[Opening Exercise inputs section]
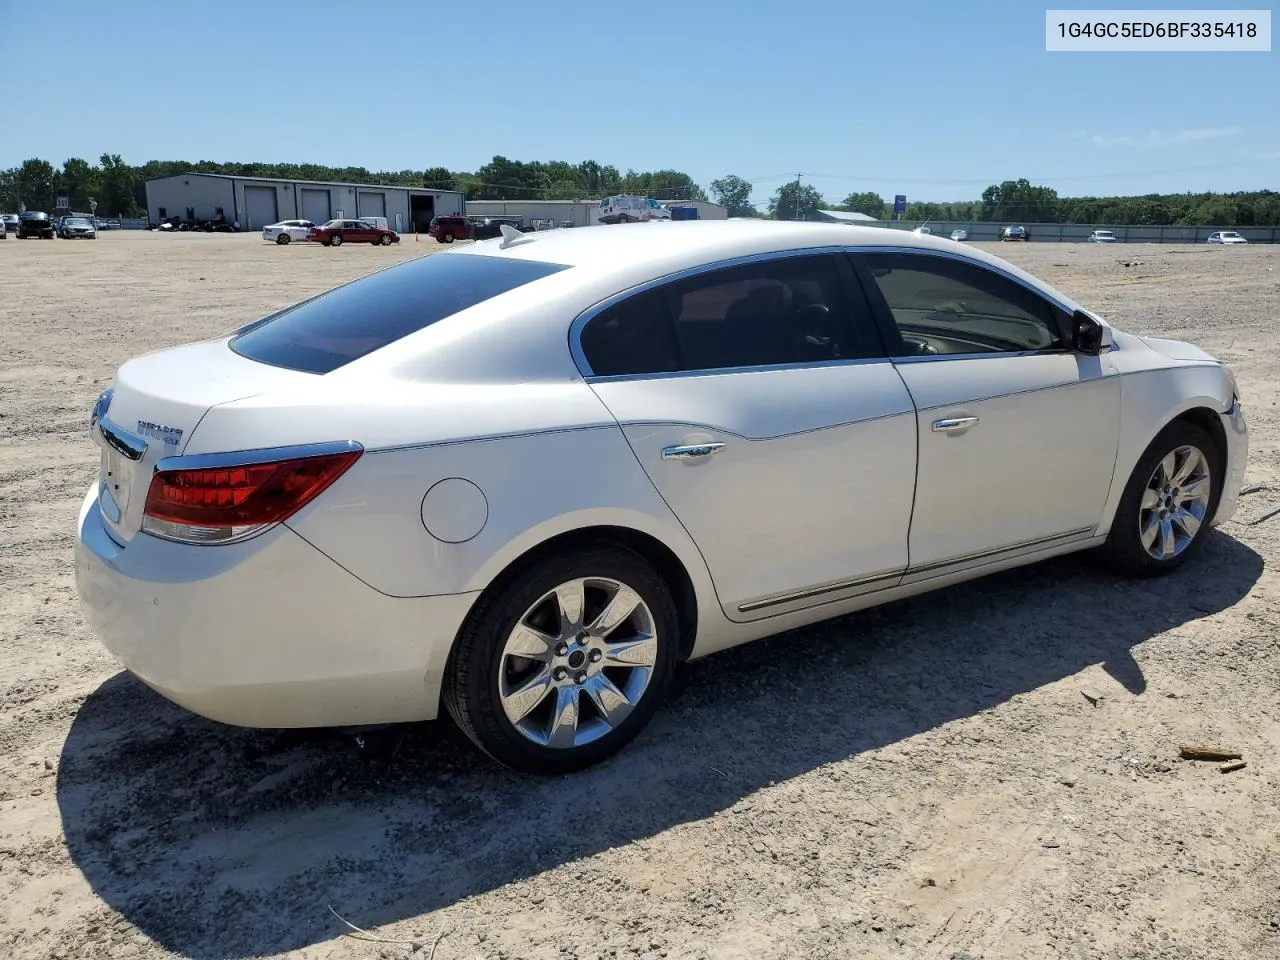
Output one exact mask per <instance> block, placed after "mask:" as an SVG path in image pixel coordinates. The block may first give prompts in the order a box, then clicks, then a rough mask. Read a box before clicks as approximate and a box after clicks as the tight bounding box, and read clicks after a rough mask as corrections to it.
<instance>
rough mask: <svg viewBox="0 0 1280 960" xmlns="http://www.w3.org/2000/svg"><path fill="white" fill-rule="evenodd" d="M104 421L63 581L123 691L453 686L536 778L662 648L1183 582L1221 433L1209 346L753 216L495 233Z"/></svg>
[Closing Exercise inputs section]
[Opening Exercise inputs section]
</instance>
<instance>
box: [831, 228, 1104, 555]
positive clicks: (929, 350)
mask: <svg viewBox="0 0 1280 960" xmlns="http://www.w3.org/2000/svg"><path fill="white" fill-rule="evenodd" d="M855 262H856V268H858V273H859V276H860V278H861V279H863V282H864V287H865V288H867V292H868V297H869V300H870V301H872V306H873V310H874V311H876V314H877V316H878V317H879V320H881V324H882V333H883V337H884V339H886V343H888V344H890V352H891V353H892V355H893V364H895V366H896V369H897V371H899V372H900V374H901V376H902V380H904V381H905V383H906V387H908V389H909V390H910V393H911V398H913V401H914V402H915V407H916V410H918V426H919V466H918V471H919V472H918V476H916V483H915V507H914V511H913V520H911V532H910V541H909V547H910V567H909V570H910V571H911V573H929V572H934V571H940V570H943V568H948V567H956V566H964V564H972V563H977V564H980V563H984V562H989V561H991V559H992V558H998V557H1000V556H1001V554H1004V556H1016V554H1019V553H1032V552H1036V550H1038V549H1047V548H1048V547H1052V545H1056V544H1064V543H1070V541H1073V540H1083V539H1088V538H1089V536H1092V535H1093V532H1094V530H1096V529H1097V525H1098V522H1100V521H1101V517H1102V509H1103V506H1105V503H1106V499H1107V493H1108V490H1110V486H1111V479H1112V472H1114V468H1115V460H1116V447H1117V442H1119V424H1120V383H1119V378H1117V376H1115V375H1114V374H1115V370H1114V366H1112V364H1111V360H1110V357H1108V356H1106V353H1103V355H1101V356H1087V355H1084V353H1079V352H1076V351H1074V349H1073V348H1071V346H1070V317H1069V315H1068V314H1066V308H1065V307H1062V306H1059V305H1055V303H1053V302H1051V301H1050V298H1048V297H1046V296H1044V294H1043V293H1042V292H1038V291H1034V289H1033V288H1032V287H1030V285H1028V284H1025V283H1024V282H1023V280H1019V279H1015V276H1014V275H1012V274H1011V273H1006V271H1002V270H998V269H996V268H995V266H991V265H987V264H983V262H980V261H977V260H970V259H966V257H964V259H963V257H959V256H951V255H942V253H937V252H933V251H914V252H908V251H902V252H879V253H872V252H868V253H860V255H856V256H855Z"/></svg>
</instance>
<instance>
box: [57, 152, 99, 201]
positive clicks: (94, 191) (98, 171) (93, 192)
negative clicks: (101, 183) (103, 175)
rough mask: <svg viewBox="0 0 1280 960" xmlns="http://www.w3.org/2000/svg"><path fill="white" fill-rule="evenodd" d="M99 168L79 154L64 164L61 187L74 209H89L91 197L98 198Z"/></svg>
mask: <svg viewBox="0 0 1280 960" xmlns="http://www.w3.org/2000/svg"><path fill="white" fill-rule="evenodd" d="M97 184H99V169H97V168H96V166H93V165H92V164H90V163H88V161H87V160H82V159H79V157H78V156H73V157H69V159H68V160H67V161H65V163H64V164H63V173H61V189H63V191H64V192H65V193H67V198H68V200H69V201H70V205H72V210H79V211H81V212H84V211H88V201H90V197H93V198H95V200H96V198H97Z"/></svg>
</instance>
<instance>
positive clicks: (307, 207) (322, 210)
[Closing Exercise inputs section]
▶ _Directions_
In the material, take the lines from the one containing "Output one exact" through the one containing "421L63 581L123 691L453", both included. Change every "rough mask" in them to "coarse mask" and give back only those lines, otherwise unchanged.

▶ _Answer to the problem_
Output one exact mask per <instance> block, placed after "mask:" as an SVG path in image pixel coordinates. The block may first give prompts in the order a box, then clicks, then a coarse mask. Read a box before clicks as approximate and a box after clicks as the tight bounding box, and read clicks after a coarse mask as corrections to it.
<instance>
coarse mask: <svg viewBox="0 0 1280 960" xmlns="http://www.w3.org/2000/svg"><path fill="white" fill-rule="evenodd" d="M104 421L63 581L123 691L453 686L536 778L662 648L1183 582L1221 433L1209 346L753 216L495 233Z"/></svg>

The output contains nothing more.